Return every line of the listing below that contains the string "door". Case counts, so match uppercase and lowercase letters exactly.
## begin Entries shown
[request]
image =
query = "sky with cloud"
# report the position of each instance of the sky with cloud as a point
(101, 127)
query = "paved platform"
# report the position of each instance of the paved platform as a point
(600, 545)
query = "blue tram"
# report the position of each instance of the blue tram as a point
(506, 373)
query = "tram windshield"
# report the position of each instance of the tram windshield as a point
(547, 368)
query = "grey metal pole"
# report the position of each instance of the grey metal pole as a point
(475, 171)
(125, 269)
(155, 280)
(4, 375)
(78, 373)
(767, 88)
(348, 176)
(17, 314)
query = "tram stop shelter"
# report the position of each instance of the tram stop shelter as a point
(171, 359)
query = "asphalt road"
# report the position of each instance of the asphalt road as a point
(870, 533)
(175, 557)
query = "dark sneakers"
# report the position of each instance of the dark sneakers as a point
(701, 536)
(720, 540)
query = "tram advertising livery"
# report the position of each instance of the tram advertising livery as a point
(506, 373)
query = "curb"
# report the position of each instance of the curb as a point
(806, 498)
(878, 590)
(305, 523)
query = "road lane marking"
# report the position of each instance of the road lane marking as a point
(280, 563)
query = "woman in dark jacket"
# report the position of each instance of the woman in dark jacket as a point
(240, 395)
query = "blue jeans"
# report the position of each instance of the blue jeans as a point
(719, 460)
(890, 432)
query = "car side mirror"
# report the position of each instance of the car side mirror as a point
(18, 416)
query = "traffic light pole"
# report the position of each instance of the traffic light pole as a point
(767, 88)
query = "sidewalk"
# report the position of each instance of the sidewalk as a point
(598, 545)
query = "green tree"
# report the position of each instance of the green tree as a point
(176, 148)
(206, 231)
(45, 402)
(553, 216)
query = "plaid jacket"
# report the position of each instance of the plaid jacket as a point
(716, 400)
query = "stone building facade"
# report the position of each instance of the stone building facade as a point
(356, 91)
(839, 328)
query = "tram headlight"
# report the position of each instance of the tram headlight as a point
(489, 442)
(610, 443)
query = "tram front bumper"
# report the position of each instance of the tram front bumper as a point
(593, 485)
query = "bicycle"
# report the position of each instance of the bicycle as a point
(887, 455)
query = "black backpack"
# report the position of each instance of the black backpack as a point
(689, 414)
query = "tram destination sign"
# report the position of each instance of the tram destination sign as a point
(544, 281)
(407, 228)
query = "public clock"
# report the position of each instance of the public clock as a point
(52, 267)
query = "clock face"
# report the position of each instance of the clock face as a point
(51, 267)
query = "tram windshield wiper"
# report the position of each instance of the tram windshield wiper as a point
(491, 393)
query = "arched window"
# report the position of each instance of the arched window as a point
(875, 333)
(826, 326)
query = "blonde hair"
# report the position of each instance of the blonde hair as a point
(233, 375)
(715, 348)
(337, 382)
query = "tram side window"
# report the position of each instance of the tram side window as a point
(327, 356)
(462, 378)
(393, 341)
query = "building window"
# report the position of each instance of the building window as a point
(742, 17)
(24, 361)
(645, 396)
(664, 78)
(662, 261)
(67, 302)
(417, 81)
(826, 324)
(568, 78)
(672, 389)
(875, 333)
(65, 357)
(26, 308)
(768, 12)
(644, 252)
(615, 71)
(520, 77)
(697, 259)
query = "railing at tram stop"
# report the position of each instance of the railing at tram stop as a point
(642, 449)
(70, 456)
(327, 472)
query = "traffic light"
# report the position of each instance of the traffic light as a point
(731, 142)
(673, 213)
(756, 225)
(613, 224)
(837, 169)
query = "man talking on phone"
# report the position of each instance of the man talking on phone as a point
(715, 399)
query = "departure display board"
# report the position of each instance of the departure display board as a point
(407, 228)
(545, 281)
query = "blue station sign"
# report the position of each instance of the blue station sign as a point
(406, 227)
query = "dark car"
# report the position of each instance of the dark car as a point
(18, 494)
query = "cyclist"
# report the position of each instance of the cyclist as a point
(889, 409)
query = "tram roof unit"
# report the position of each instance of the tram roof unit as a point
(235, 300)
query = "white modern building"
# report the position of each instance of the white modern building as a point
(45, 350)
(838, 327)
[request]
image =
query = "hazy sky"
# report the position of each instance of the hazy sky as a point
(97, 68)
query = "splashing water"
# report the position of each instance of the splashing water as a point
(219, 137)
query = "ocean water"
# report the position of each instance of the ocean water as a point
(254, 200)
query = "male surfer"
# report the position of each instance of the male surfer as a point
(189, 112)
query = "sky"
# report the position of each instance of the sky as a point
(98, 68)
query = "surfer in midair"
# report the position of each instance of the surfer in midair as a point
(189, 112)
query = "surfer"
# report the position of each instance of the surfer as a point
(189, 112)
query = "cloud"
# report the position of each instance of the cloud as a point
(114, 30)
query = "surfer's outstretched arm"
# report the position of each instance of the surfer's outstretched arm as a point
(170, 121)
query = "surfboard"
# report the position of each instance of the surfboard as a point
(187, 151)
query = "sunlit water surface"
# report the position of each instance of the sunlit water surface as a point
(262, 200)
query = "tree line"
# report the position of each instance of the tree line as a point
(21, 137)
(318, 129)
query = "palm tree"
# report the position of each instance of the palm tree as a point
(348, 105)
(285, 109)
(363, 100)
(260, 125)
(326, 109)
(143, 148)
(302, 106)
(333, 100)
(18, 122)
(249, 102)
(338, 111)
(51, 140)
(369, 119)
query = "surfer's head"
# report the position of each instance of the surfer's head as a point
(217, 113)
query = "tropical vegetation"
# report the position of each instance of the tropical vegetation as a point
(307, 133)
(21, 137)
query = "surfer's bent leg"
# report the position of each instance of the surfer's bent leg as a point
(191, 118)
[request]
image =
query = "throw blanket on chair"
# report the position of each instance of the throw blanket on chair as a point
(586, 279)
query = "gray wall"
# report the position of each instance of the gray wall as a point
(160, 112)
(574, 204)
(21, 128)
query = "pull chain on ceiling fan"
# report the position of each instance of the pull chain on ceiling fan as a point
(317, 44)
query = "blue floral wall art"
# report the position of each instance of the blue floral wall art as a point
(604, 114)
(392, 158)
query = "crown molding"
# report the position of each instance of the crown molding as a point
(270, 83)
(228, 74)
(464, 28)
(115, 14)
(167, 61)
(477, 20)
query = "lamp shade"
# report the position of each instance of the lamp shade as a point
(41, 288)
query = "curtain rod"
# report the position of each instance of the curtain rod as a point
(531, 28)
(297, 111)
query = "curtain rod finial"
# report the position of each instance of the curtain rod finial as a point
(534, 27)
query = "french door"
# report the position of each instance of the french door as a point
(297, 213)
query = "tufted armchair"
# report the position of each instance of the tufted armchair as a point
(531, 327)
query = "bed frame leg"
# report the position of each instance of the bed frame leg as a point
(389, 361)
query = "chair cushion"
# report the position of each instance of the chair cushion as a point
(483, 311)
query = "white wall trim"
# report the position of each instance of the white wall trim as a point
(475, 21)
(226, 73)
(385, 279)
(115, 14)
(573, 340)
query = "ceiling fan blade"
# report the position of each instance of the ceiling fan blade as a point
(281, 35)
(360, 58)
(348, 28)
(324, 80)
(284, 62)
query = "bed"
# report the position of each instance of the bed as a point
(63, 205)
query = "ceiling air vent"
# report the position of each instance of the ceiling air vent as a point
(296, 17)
## end Entries shown
Problem solution:
query = "french door"
# report the position of each instance of the french door as a point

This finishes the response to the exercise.